[Opening Data under study section]

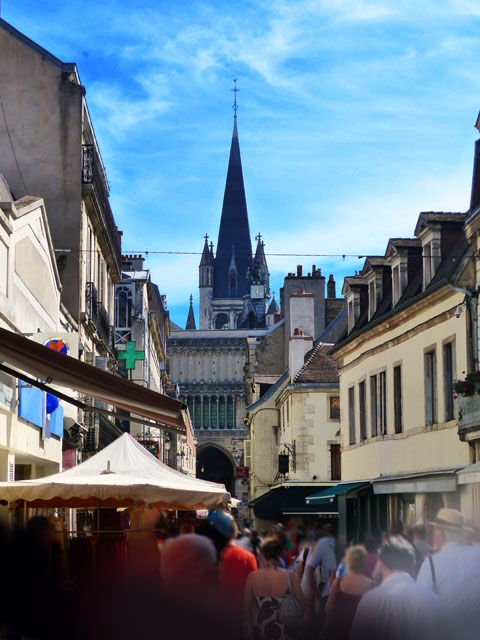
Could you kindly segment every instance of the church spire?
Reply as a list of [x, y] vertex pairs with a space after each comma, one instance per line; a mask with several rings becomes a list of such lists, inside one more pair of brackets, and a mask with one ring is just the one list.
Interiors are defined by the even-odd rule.
[[202, 258], [200, 260], [200, 266], [206, 267], [213, 263], [213, 247], [208, 245], [208, 234], [205, 234], [205, 244], [203, 245]]
[[190, 294], [190, 307], [188, 309], [187, 324], [185, 325], [185, 331], [196, 331], [197, 325], [195, 323], [195, 314], [193, 312], [193, 296]]
[[238, 271], [237, 296], [247, 292], [247, 270], [252, 265], [252, 243], [248, 224], [247, 201], [243, 184], [242, 160], [237, 131], [237, 87], [235, 92], [233, 134], [228, 161], [227, 180], [223, 196], [222, 217], [218, 232], [217, 255], [215, 258], [214, 297], [229, 298], [228, 271], [232, 245]]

[Closing Data under study section]

**What the task requires**
With the line containing "Reply as a list" as the first and the last line above as the final one, copy those lines exactly and no others.

**Problem solution**
Reply as a list of [x, y] vertex pairs with a space after each comma, one instance per line; a mask with several rings becomes a list of such lists, inside one more pair of brackets, and a mask with one ring is just the one list.
Interiors are defined by the even-odd rule.
[[202, 258], [200, 260], [200, 266], [206, 267], [213, 263], [213, 247], [208, 245], [208, 234], [205, 234], [205, 244], [203, 245]]
[[190, 294], [190, 307], [188, 309], [187, 324], [185, 325], [185, 331], [196, 331], [197, 325], [195, 323], [195, 314], [193, 312], [193, 296]]
[[238, 271], [237, 296], [247, 292], [247, 270], [252, 265], [252, 243], [248, 224], [247, 201], [243, 184], [242, 160], [237, 131], [237, 87], [235, 92], [233, 134], [228, 161], [227, 180], [223, 196], [222, 217], [218, 232], [217, 255], [215, 258], [214, 297], [229, 298], [228, 271], [232, 245]]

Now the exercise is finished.